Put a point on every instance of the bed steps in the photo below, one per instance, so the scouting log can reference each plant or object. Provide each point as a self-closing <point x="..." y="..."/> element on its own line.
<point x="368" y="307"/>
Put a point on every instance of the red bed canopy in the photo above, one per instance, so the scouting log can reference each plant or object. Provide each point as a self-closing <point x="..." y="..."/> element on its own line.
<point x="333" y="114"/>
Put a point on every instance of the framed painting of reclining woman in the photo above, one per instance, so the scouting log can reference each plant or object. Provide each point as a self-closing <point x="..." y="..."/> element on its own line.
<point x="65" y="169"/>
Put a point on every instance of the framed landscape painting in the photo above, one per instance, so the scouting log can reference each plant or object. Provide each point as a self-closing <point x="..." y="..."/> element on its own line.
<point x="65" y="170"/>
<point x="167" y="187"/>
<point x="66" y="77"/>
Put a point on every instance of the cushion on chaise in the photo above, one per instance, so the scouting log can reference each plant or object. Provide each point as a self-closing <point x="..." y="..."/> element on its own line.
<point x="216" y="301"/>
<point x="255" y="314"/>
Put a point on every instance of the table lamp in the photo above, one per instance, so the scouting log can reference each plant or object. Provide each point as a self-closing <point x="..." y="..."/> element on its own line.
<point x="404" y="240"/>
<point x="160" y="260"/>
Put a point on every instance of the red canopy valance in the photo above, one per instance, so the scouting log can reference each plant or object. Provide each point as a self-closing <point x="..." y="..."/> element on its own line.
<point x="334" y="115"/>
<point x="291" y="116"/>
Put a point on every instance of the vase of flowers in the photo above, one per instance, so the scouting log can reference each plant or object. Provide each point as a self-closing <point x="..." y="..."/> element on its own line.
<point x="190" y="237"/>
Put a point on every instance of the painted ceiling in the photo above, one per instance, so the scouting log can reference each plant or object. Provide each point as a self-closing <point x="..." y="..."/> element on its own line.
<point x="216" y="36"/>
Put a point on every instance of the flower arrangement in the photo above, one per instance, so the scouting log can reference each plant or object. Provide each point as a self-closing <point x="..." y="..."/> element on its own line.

———

#### BRIEF
Repeat verbatim the line holding "Put a point on every instance of the painted" and all lines after it, up to the end of the material.

#### OUTPUT OF THE TASK
Put a point on every instance of the painted ceiling in the photo above, one per instance, so the scouting log can reference each plant or object. Provide each point as a self-closing <point x="..." y="..."/> element on its own line.
<point x="216" y="36"/>
Put a point on every instance of the flower arrangement in the photo above, one per instance, so the scouting log can reference each plant or object. Provide each point as a self-closing <point x="..." y="..."/> element on its own line.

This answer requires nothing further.